Records from a point-labeling set:
******

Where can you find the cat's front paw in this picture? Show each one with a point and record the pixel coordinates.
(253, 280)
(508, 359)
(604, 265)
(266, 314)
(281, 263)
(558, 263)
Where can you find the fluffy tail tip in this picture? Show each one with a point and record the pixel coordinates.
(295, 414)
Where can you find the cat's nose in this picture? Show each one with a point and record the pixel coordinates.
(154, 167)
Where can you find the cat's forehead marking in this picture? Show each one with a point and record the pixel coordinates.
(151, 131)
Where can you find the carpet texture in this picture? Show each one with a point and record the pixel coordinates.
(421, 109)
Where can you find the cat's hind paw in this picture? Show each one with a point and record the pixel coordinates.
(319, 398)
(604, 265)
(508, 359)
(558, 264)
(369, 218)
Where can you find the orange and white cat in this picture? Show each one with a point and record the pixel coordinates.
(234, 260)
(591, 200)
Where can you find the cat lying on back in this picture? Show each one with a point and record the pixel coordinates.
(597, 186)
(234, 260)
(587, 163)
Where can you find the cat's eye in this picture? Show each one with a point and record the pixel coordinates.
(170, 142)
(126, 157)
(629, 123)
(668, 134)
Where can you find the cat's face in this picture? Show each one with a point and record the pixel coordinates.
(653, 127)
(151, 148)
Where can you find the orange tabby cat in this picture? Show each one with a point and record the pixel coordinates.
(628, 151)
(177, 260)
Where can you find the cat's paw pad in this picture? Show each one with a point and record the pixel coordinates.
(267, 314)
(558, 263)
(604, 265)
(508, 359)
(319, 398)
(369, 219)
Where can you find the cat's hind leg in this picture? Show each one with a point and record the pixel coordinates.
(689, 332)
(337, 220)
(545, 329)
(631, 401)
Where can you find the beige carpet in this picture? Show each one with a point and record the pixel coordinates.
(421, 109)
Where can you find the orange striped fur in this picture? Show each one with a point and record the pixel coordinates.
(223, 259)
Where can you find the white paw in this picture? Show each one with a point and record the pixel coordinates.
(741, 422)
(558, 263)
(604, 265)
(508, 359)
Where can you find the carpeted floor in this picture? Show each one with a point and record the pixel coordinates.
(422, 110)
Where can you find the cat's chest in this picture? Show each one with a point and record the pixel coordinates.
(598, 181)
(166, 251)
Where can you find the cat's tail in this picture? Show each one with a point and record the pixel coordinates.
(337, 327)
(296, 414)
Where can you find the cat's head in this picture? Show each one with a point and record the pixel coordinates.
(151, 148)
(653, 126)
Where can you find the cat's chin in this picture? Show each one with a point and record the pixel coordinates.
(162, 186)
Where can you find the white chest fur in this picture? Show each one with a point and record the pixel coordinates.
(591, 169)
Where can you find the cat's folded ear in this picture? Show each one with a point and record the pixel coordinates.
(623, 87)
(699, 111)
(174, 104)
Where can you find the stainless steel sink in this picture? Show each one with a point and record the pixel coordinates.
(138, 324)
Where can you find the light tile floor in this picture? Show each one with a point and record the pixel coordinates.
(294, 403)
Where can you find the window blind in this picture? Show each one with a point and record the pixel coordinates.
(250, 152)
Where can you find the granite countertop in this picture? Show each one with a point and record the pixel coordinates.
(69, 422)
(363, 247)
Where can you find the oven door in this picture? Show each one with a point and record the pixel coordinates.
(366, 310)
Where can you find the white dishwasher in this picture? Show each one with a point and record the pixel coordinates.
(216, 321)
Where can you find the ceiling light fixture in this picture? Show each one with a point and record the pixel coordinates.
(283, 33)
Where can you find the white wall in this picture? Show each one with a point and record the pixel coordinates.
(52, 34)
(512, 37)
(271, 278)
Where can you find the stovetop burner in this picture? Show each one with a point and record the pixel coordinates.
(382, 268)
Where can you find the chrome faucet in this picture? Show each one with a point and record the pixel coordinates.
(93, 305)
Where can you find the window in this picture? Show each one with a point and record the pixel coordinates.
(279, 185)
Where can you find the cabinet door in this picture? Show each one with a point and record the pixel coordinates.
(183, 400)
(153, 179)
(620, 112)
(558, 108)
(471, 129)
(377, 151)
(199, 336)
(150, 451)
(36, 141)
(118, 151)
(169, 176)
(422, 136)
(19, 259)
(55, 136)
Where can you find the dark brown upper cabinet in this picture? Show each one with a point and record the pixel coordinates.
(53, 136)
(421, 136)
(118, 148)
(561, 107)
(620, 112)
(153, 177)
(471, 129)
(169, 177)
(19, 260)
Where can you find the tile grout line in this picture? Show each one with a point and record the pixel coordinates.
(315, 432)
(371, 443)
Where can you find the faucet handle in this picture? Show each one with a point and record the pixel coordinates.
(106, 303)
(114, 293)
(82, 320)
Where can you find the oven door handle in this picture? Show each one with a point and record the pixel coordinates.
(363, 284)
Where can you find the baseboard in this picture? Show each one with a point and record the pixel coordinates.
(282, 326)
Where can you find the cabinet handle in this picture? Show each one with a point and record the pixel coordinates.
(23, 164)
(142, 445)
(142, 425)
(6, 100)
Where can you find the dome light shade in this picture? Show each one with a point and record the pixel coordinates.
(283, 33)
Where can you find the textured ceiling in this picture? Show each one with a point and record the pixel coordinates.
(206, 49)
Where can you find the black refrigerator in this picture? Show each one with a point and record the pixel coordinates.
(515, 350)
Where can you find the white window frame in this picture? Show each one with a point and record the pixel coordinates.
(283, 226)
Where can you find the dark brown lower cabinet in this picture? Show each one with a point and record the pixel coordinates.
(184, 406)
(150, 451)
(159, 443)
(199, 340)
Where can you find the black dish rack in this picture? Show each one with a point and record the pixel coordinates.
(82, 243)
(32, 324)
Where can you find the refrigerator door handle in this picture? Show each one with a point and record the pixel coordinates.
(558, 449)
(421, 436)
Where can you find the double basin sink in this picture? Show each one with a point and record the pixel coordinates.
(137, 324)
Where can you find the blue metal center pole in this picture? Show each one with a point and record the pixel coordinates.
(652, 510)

******

◆ **Set task**
Retype all of the records above without changing a single character.

◆ **Expected answer**
Where can you find the cat's front paw in this picture? Show each one with a point and record the pixel coordinates.
(253, 280)
(508, 359)
(604, 265)
(266, 314)
(281, 263)
(558, 263)
Where can you find the fluffy tail tip in this picture? Show each one with a point and record the pixel coordinates.
(295, 414)
Where can you find the cat's nose in this picture? Show each one with a point and record the pixel coordinates.
(154, 167)
Where can you find the cat's forehead marking in this picture? Show each one with a point and record the pixel coordinates.
(151, 131)
Where can you find the carpet texture in this picture? Show each one with a point and record the pixel coordinates.
(421, 109)
Where can you find the cat's hind paw in this picture? Show each one with a point and record the pixel coordinates.
(319, 398)
(604, 265)
(508, 359)
(558, 264)
(369, 218)
Where can you find the orange and white cat in this picture? Show each one with a point and record the pixel coordinates.
(234, 260)
(591, 200)
Where can you find the cat lying on back in this picture? Show each one with a point and record the pixel coordinates.
(597, 186)
(234, 260)
(587, 163)
Where can you find the cat's eye in this picture? Show each one with a point and record the pixel coordinates.
(170, 142)
(126, 157)
(629, 123)
(668, 134)
Where can you find the cat's face in this picture? Show each one with a point and record the pixel coordinates.
(653, 127)
(151, 148)
Where can you find the orange tabby cat in this picture? Show each one with a point and record the pixel coordinates.
(628, 151)
(177, 260)
Where can you find the cat's paw pad in this picture? Show each one with a point and record the pixel coordinates.
(267, 314)
(558, 263)
(604, 265)
(508, 359)
(319, 398)
(369, 219)
Where can you find the cat's hind leg in this picture? Show each one with a point and record the pixel coordinates.
(689, 332)
(337, 220)
(545, 329)
(631, 401)
Where can you find the beige carpet in this picture? Show each one with a point and record the pixel coordinates.
(421, 109)
Where can you find the orange striped fur in this picture? Show each one with a point and record the pixel coordinates.
(223, 259)
Where can you find the white paw in this picture? Show each one with a point and record the pixel coordinates.
(741, 422)
(558, 263)
(604, 265)
(508, 359)
Where can you find the carpeted floor in this picture? Show each one with a point and record the pixel coordinates.
(422, 110)
Where can you find the cat's chest in this picture? Show each one with a point and record the pixel coordinates.
(598, 181)
(166, 251)
Where can you find the cat's tail in this picture? Show each one with a point and record the pixel coordinates.
(337, 327)
(296, 414)
Where can you find the cat's head in this picture? Show each one with a point and record the pixel coordinates.
(151, 148)
(653, 126)
Where can you find the cat's chin in this picture? Show each one with a point and record the pixel coordinates.
(162, 186)
Where can you find the white chest fur in this picture? Show each one with a point and record the pixel coordinates.
(591, 169)
Where can you find the cat's folded ear in this picture? Show each one with a point and record the pixel coordinates.
(623, 87)
(699, 111)
(174, 104)
Where can you find the stainless steel sink in this picture? Show each one with a point and record the pixel coordinates.
(138, 324)
Where can you find the light tile floor in this picture? Show each one with a point and record the pixel coordinates.
(294, 403)
Where can you find the window blind in this picture? Show each one with a point and record the pixel coordinates.
(250, 152)
Where can you find the granite countertop in this picture? Show each one with a point and record the pixel coordinates.
(69, 422)
(363, 247)
Where can you find the oven door in this picture? Show each one with a point and record the pixel coordinates.
(366, 310)
Where can you find the white dishwasher in this picture? Show each one with a point and record the pixel coordinates.
(216, 321)
Where can you find the ceiling light fixture in this picture? Show each one with a point and record the pixel coordinates.
(283, 33)
Where can you find the white wall in this picture? Show each one with a point and record the pixel coordinates.
(52, 34)
(512, 37)
(271, 278)
Where can you find the stovetop burner in this picture? Show each one with a point and record the pixel coordinates.
(382, 268)
Where can you find the chrome faucet in this picture? Show each one with a point and record the pixel coordinates.
(93, 305)
Where can you find the window in this picture? Show each one with a point and record the pixel coordinates.
(279, 185)
Where can you find the cabinet door in this picture? Show each one with a point and record the pixel coordinates.
(183, 400)
(153, 179)
(620, 112)
(558, 108)
(471, 129)
(377, 151)
(199, 336)
(150, 451)
(36, 141)
(118, 151)
(169, 176)
(422, 136)
(19, 259)
(55, 136)
Where can you find the dark brown upper cabinet in this picture? Show each one with a point and record the pixel coordinates.
(53, 136)
(421, 136)
(118, 148)
(561, 107)
(620, 112)
(153, 177)
(471, 129)
(169, 177)
(19, 260)
Where can you find the tile grout line in this picture? Show each one with a point and record the pixel coordinates.
(315, 432)
(371, 443)
Where can you find the faucet handle in this picture? Show each one with a point and record the pixel coordinates.
(106, 303)
(114, 293)
(82, 320)
Where can you find the oven door handle in this picture? Show each one with a point and record the pixel coordinates.
(363, 284)
Where can you find the baseboard in this picture? Show each one with a point and record the pixel coordinates.
(282, 326)
Where can you find the cabinet handle in this picture? Show each one with a point and record the pixel coordinates.
(23, 164)
(142, 445)
(142, 425)
(6, 100)
Where can you find the dome light shade in this picture? Show each one with a point and record the pixel coordinates.
(283, 33)
Where can you find the textured ceiling in this picture? Show each one with a point and record the pixel coordinates.
(206, 49)
Where can you find the black refrigerator in this picture? Show each one with a point and record the pixel coordinates.
(515, 350)
Where can you find the white window frame in this picture? Show each one with a point and record the pixel coordinates.
(283, 226)
Where can you find the dark brown lower cabinet in this picture? Show each one with a point and record the pixel coordinates.
(184, 406)
(150, 451)
(159, 443)
(199, 340)
Where can you find the black dish rack in this picture? Show each one with a point and record the pixel coordinates.
(82, 243)
(32, 324)
Where can you find the refrigerator door handle in this picture? Show each one with a point and record the pixel coordinates.
(558, 449)
(421, 436)
Where can you find the double basin sink in this picture? Show each one with a point and record the pixel coordinates.
(137, 324)
Where can you find the blue metal center pole in this picture? Show each one with a point and record the pixel coordinates.
(652, 510)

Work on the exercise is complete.